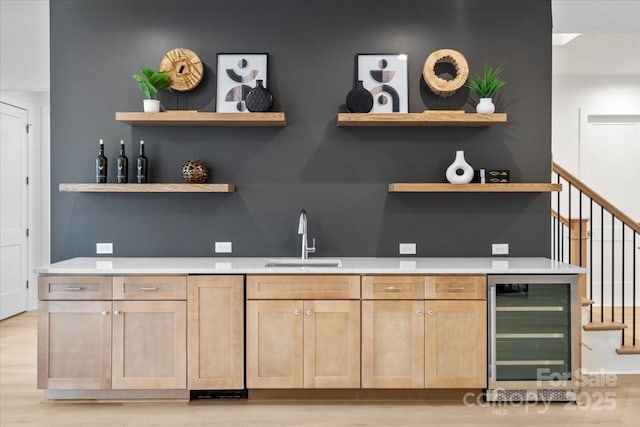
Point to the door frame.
(38, 171)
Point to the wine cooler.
(534, 335)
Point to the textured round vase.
(259, 99)
(459, 172)
(485, 106)
(359, 99)
(195, 172)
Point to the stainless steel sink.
(299, 262)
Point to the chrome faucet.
(302, 229)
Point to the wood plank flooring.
(22, 405)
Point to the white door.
(609, 158)
(13, 210)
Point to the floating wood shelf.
(430, 118)
(410, 187)
(148, 188)
(195, 118)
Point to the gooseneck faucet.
(302, 229)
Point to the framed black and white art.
(237, 75)
(385, 76)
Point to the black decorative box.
(497, 176)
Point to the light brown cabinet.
(456, 344)
(435, 341)
(90, 338)
(215, 332)
(297, 343)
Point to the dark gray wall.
(339, 175)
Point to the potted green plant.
(485, 86)
(150, 83)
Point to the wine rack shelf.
(411, 187)
(147, 188)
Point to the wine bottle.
(101, 164)
(123, 165)
(141, 165)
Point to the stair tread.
(604, 326)
(628, 349)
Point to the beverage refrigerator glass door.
(532, 342)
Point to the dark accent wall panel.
(339, 175)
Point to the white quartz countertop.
(349, 265)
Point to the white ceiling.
(609, 44)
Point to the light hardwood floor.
(22, 405)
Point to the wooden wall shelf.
(194, 118)
(148, 188)
(431, 118)
(410, 187)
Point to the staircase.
(590, 232)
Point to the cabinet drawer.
(303, 287)
(392, 287)
(150, 288)
(455, 287)
(74, 287)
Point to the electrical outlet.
(222, 247)
(407, 248)
(104, 248)
(500, 249)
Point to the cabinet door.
(149, 345)
(456, 344)
(392, 344)
(215, 332)
(274, 344)
(332, 344)
(74, 345)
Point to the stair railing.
(577, 247)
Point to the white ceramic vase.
(151, 105)
(459, 172)
(485, 106)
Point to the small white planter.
(485, 106)
(151, 105)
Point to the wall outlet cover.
(500, 249)
(407, 248)
(104, 248)
(222, 247)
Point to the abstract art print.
(237, 75)
(385, 76)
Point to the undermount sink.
(299, 262)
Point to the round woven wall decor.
(438, 85)
(184, 67)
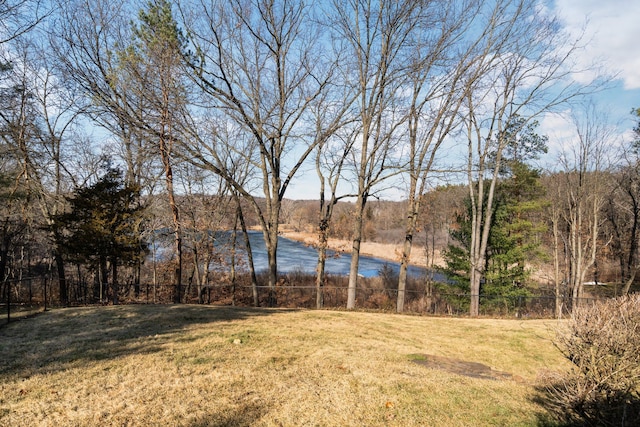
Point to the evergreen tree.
(515, 222)
(102, 227)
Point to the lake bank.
(388, 251)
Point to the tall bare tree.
(376, 38)
(259, 65)
(437, 81)
(522, 68)
(133, 75)
(583, 195)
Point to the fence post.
(8, 301)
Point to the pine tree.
(102, 227)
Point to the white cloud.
(611, 32)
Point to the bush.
(602, 389)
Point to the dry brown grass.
(217, 366)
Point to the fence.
(22, 297)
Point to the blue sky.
(611, 36)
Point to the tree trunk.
(247, 243)
(114, 279)
(62, 278)
(355, 251)
(323, 231)
(412, 219)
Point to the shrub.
(602, 342)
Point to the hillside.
(224, 366)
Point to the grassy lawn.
(224, 366)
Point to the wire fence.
(22, 297)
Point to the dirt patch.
(461, 367)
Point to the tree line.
(185, 117)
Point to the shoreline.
(373, 249)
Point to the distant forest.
(123, 122)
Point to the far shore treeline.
(126, 123)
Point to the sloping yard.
(224, 366)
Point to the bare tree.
(18, 17)
(437, 82)
(521, 70)
(133, 75)
(622, 210)
(259, 65)
(583, 195)
(376, 36)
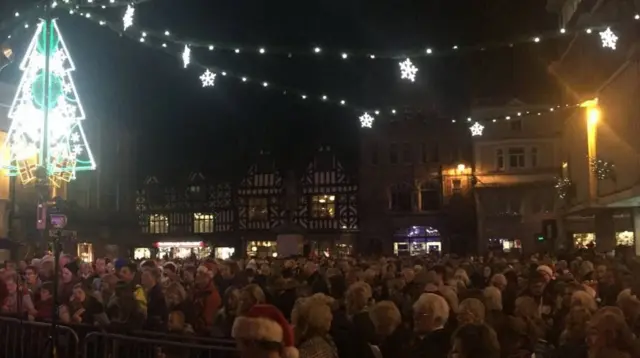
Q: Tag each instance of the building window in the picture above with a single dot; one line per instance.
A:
(375, 155)
(393, 153)
(257, 209)
(406, 153)
(401, 198)
(435, 154)
(499, 159)
(516, 158)
(534, 157)
(85, 252)
(158, 224)
(324, 162)
(202, 223)
(423, 153)
(456, 186)
(429, 197)
(323, 206)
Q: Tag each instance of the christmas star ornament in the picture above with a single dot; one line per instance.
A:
(476, 129)
(208, 79)
(366, 121)
(408, 70)
(127, 19)
(608, 38)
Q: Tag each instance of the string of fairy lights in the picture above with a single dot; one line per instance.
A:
(607, 36)
(182, 49)
(100, 3)
(209, 75)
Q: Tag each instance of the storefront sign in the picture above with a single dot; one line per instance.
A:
(186, 244)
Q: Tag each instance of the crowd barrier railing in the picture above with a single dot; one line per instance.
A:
(26, 339)
(106, 345)
(22, 338)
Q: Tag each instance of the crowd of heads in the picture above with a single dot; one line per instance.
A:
(492, 306)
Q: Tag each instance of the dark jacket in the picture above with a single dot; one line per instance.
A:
(157, 311)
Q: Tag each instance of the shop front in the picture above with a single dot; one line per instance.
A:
(224, 253)
(182, 249)
(588, 240)
(85, 251)
(504, 244)
(417, 240)
(262, 248)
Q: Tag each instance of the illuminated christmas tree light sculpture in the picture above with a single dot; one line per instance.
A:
(68, 149)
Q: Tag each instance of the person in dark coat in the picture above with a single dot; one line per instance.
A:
(314, 279)
(430, 314)
(157, 310)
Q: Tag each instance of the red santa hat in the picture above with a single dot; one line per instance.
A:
(266, 323)
(208, 268)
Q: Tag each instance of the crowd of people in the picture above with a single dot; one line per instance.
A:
(460, 307)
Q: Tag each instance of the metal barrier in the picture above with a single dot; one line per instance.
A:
(105, 345)
(25, 339)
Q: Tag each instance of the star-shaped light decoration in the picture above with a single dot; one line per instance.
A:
(77, 149)
(186, 56)
(408, 70)
(476, 129)
(608, 38)
(208, 79)
(366, 121)
(127, 19)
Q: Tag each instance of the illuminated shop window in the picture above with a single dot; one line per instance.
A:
(202, 223)
(85, 252)
(158, 224)
(323, 206)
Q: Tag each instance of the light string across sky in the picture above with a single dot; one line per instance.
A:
(167, 36)
(208, 77)
(100, 3)
(408, 70)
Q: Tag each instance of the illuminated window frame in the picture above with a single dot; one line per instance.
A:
(323, 206)
(158, 224)
(258, 209)
(203, 223)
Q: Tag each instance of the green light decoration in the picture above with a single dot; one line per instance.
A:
(68, 150)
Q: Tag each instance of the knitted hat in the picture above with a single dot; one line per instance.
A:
(207, 267)
(266, 323)
(120, 263)
(545, 269)
(73, 267)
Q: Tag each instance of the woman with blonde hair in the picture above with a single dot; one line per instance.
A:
(312, 318)
(471, 311)
(250, 296)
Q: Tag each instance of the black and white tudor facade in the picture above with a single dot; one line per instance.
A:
(317, 212)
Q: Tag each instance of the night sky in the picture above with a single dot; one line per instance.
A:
(179, 126)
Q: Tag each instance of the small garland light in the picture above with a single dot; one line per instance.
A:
(602, 169)
(208, 79)
(608, 38)
(563, 185)
(127, 19)
(408, 70)
(366, 121)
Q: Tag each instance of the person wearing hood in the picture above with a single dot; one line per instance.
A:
(206, 300)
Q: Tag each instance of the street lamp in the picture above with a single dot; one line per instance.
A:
(593, 115)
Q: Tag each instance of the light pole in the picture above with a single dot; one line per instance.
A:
(593, 117)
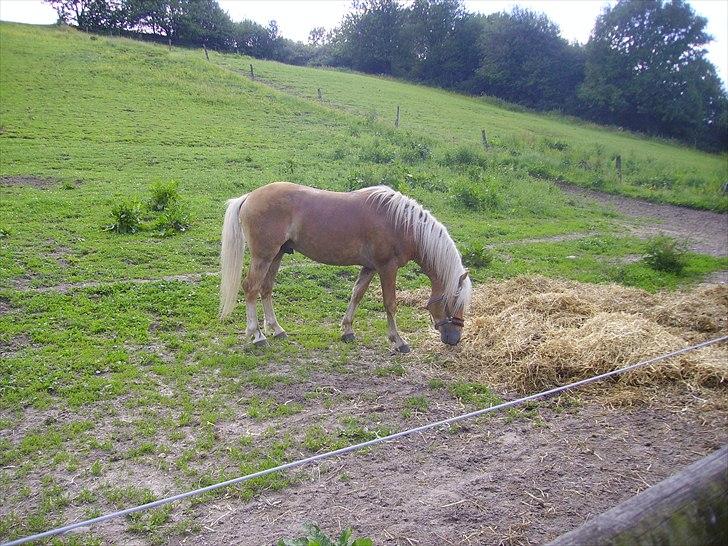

Assignment:
Exact copy, no pictures: reproduce every entry shown above.

Your solution:
Point to the door frame.
(38, 171)
Point to the wine cooler.
(534, 335)
Point to the textured round vase.
(259, 99)
(459, 172)
(485, 106)
(359, 99)
(195, 172)
Point to the stainless steel sink.
(299, 262)
Point to the chrome faucet.
(302, 229)
Point to the wood plank flooring.
(22, 405)
Point to the white door.
(609, 158)
(13, 210)
Point to the floating wood shelf.
(430, 118)
(410, 187)
(148, 188)
(195, 118)
Point to the gooseneck faucet.
(302, 229)
Point to the framed black and white art.
(237, 75)
(385, 76)
Point to the black decorative box.
(497, 176)
Point to the light brown cabinet.
(456, 344)
(435, 341)
(90, 338)
(215, 332)
(297, 343)
Point to the dark gray wall.
(339, 175)
Point to the potted green plant.
(485, 86)
(150, 83)
Point to the wine rack shelf.
(411, 187)
(147, 188)
Point to the wine bottle.
(101, 164)
(123, 165)
(141, 165)
Point to the stair tread.
(604, 326)
(628, 349)
Point to the beverage refrigerator glass door.
(532, 342)
Point to the dark accent wall panel.
(339, 175)
Point to the white quartz countertop.
(349, 265)
Point to the white ceiling.
(609, 44)
Point to the light hardwood floor.
(22, 405)
Point to the wooden wall shelf.
(194, 118)
(148, 188)
(431, 118)
(410, 187)
Point to the staircase.
(590, 232)
Point to the cabinet drawer.
(303, 287)
(392, 287)
(150, 288)
(455, 287)
(74, 287)
Point to the electrical outlet.
(222, 247)
(407, 248)
(104, 248)
(500, 249)
Point to the cabinet door.
(149, 345)
(456, 344)
(392, 344)
(215, 332)
(274, 344)
(332, 344)
(74, 345)
Point to the stair railing.
(577, 247)
Point to the white ceramic vase.
(151, 105)
(459, 172)
(485, 106)
Point to the small white planter.
(485, 106)
(151, 105)
Point to the wall outlet cover.
(500, 249)
(407, 248)
(104, 248)
(222, 247)
Point to the abstract art print.
(237, 75)
(385, 76)
Point to the undermount sink.
(299, 262)
Point to the round woven wall decor.
(438, 85)
(184, 67)
Point to the evergreen tree.
(515, 222)
(102, 227)
Point to the lake bank.
(388, 251)
Point to the tall bare tree.
(376, 38)
(259, 65)
(437, 81)
(522, 68)
(133, 75)
(583, 195)
Point to the fence post.
(8, 301)
Point to the pine tree.
(102, 227)
Point to the white cloud.
(611, 32)
Point to the bush.
(602, 389)
Point to the dry brown grass.
(217, 366)
Point to the fence.
(22, 297)
Point to the blue sky.
(611, 36)
Point to the tree trunk.
(247, 243)
(114, 279)
(62, 278)
(355, 251)
(323, 231)
(412, 219)
Point to the shrub.
(602, 342)
Point to the hillside.
(224, 366)
Point to the grassy lawn.
(224, 366)
Point to the wire fence.
(22, 297)
Point to the dirt patch.
(461, 367)
Point to the tree line.
(185, 117)
Point to the shoreline.
(373, 249)
Point to the distant forest.
(123, 122)
Point to the far shore treeline.
(126, 123)
Point to the sloping yard.
(224, 366)
Point to the bare tree.
(18, 17)
(437, 82)
(521, 70)
(133, 75)
(622, 210)
(259, 65)
(583, 195)
(376, 36)
Q: Tag each instance of the building window in the picture above with a single dot; one line per instance.
A:
(375, 155)
(393, 153)
(257, 209)
(406, 153)
(401, 198)
(435, 154)
(499, 159)
(516, 158)
(534, 157)
(85, 252)
(158, 224)
(324, 162)
(202, 223)
(423, 153)
(456, 186)
(429, 197)
(323, 206)
Q: Tag each instance of the christmas star ornament in the picture above with a single dot; one line per instance.
A:
(476, 129)
(208, 79)
(366, 121)
(408, 70)
(127, 19)
(608, 38)
Q: Tag each instance of the string of fairy lights in the picture above with a single dot; one line per instance.
A:
(607, 36)
(182, 49)
(100, 3)
(209, 75)
Q: Tag each instance of the storefront sign in the picture above with a single dot; one line per instance.
A:
(186, 244)
Q: Tag each instance of the crowd barrier railing in the picture above with a single dot; one line per instance.
A:
(26, 339)
(106, 345)
(22, 338)
Q: Tag each instance of the crowd of heads in the picture above with a single dot; one line per instance.
A:
(492, 306)
Q: Tag each instance of the dark jacket in the picture above with a single dot; one line per instance.
A:
(157, 311)
Q: Tag each instance of the shop front in the picture above with a single dot; one line per instance.
A:
(224, 253)
(182, 249)
(588, 240)
(85, 251)
(504, 244)
(417, 240)
(262, 248)
Q: Tag each instance of the illuminated christmas tree light sculpture in the picture above with a single dot; one line per instance.
A:
(68, 149)
Q: Tag each instance of the person in dark coat in the picture above with a single dot; one line per instance.
A:
(314, 279)
(430, 314)
(157, 310)
Q: Tag each instance of the red santa hat in the picture above with a single dot; one line per instance.
A:
(266, 323)
(208, 268)
Q: Tag each instance of the crowd of people in the picture above with a single dot; one line per instance.
A:
(460, 307)
Q: Tag each instance of the metal barrier in the picture above with a single dot; one line per instance.
A:
(105, 345)
(25, 339)
Q: Tag each instance of the star-shaped light decoration in the picture above with a single dot; one line per instance.
A:
(77, 149)
(186, 56)
(408, 70)
(476, 129)
(608, 38)
(208, 79)
(366, 121)
(127, 19)
Q: Tag each instance of the illuminated shop window in the picture above with a single dot; one line per instance.
A:
(202, 223)
(85, 252)
(158, 224)
(323, 206)
Q: Tag each instance of the light string across sky in the picture above with a single dot; one line per instance.
A:
(167, 36)
(208, 77)
(100, 3)
(408, 70)
Q: Tag each instance of the illuminated window frame in the picture above with a single dot; one line per instance.
A:
(323, 206)
(158, 224)
(258, 209)
(203, 223)
Q: Tag each instance of the green light decoration in the picture above with a single dot; one line per instance.
A:
(68, 150)
Q: Tag each instance of the knitted hat in the picture above with a single dot; one line per instance.
A:
(207, 267)
(266, 323)
(120, 263)
(545, 269)
(73, 267)
Q: Tag each instance of the woman with blonde hair in the picture above with a single dot; one line per instance.
A:
(312, 318)
(471, 311)
(250, 296)
Q: Tag each instance of the black and white tudor facade in the picture above with a single dot; one line per instance.
A:
(317, 212)
Q: Tag each instance of the night sky in the picture above with a single dot; one line per instance.
A:
(179, 126)
Q: Tag each instance of the small garland light in the picture above with a single dot; one line per instance.
A:
(602, 169)
(208, 79)
(608, 38)
(563, 185)
(127, 19)
(408, 70)
(366, 121)
Q: Tag each instance of the person wearing hood in the picture above with a single dot; one line per instance.
A:
(206, 300)
Q: Tag each instance of the street lamp in the picture above with a single dot; one line per instance.
A:
(593, 115)
Q: Tag each instance of the light pole in the picture above with a single dot; one line per instance.
A:
(593, 117)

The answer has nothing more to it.